START Data section

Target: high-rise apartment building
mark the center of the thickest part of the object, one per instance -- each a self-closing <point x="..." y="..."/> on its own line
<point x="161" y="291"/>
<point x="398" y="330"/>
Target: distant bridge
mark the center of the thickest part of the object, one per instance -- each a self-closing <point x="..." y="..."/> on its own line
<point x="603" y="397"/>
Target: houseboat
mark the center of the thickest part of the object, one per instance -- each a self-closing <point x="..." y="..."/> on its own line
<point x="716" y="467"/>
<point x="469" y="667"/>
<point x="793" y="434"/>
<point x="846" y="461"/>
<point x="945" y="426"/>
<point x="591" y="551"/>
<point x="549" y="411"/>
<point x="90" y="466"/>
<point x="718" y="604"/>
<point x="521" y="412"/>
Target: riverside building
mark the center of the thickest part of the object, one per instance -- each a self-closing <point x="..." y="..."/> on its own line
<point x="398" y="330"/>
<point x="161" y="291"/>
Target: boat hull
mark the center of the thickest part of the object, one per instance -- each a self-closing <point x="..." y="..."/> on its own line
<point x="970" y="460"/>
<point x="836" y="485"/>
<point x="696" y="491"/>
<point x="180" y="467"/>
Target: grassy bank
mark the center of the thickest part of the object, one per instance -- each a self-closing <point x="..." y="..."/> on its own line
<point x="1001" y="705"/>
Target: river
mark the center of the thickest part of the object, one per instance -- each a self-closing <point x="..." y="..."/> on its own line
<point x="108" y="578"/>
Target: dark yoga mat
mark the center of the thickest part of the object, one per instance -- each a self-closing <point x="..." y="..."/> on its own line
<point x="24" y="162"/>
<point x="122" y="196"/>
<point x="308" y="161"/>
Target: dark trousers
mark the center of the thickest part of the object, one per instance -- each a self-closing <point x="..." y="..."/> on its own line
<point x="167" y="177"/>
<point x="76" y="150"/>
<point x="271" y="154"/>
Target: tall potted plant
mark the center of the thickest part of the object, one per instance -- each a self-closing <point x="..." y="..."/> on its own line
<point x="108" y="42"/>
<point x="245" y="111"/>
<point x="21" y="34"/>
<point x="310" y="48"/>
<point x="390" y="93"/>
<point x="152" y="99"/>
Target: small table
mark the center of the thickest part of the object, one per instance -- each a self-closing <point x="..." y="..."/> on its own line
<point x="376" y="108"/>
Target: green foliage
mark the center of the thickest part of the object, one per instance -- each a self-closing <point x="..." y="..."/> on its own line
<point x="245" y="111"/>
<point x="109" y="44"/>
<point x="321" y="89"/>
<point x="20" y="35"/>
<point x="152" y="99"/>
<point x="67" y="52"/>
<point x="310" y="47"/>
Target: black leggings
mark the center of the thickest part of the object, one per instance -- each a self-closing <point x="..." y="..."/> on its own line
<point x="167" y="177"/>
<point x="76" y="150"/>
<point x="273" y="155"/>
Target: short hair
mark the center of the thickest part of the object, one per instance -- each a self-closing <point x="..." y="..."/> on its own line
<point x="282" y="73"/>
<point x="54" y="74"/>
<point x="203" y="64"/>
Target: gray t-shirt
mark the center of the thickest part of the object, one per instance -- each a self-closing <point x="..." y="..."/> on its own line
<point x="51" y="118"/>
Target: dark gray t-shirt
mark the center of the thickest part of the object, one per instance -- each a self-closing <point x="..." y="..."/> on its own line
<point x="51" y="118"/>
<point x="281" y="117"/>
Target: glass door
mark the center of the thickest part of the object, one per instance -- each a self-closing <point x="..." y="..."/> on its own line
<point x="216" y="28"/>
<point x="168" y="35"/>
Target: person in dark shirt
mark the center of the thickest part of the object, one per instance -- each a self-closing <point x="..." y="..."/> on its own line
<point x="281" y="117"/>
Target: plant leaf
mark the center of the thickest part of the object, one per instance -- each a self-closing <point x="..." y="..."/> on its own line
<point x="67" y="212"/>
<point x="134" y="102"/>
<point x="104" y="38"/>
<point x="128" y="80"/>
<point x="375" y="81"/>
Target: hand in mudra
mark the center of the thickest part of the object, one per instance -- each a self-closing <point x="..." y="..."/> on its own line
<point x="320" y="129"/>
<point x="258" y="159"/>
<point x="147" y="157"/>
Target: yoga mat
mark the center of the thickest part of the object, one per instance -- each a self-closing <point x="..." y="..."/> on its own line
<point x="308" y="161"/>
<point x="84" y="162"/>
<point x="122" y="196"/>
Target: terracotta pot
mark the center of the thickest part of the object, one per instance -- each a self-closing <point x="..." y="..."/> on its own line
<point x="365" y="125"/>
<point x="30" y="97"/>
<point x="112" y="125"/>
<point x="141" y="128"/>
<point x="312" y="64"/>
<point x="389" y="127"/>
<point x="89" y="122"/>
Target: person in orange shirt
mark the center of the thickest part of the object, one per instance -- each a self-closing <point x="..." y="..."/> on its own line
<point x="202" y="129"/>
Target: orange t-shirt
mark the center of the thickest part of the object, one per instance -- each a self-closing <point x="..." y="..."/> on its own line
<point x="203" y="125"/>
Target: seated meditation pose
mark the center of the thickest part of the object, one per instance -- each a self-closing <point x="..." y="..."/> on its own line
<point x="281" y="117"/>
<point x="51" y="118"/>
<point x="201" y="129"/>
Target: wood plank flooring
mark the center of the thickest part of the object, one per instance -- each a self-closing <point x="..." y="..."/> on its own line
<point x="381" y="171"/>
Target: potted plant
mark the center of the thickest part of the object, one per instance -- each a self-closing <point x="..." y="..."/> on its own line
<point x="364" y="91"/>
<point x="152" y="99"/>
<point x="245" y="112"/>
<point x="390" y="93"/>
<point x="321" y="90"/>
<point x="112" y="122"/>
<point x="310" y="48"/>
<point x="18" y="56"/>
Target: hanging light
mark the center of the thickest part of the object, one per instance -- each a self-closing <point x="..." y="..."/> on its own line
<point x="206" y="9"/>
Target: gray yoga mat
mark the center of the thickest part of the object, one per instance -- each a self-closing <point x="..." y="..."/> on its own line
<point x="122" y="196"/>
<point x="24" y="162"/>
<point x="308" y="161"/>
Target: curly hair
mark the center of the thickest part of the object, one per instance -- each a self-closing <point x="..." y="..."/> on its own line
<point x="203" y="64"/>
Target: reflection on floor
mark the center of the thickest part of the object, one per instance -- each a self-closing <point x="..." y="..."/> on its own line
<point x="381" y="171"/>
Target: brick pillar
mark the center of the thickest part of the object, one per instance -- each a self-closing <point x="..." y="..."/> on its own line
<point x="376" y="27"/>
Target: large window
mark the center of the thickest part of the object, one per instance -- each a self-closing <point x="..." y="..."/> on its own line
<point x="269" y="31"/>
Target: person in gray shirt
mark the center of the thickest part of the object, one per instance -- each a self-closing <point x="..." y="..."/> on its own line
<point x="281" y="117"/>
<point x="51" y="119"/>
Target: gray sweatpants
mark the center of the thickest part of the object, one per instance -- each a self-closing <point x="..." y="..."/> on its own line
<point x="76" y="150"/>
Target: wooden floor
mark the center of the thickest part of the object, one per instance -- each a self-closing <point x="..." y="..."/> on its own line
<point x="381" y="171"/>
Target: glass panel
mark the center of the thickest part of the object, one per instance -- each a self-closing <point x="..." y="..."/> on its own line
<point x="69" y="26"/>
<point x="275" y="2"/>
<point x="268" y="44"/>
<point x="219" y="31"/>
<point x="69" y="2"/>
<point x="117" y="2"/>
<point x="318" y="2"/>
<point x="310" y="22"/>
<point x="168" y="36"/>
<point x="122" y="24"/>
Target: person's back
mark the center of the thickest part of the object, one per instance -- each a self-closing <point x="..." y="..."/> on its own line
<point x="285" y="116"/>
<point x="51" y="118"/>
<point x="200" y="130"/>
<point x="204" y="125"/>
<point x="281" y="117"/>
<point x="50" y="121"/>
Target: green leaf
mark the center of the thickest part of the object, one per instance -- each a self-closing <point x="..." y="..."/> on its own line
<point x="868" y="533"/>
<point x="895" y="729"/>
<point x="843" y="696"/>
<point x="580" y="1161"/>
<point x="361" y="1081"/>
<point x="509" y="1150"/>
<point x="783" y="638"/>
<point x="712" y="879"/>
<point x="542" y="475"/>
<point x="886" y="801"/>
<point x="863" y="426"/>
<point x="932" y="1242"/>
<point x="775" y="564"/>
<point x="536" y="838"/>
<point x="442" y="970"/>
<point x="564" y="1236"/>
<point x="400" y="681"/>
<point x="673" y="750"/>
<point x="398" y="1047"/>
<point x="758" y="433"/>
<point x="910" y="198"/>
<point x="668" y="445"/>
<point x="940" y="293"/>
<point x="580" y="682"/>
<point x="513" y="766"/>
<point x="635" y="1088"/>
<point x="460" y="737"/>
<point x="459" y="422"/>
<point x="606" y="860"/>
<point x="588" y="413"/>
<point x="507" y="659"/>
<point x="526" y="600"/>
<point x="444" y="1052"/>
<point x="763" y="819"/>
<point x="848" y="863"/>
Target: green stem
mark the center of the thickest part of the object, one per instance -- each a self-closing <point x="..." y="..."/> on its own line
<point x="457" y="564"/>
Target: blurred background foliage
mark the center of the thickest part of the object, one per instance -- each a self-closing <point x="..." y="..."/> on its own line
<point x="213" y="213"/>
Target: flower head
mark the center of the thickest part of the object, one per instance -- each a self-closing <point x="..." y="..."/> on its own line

END Data section

- [Challenge] Each line from the one containing "Target: green stem" to the end of the listing above should be copied exactly, and nothing else.

- [Answer to the exercise]
Target: green stem
mark the center of the thickest part of the object, one per instance -- each a self-closing <point x="..." y="..."/> on its own line
<point x="457" y="564"/>
Target: blurred background foliage
mark the center of the thickest part of the object, one per instance -- each a self-closing <point x="..." y="..."/> on its own line
<point x="213" y="213"/>
Target: flower head
mark the center of the thickest part of the object, one per instance -- each a self-closing <point x="..." y="..."/> on its own line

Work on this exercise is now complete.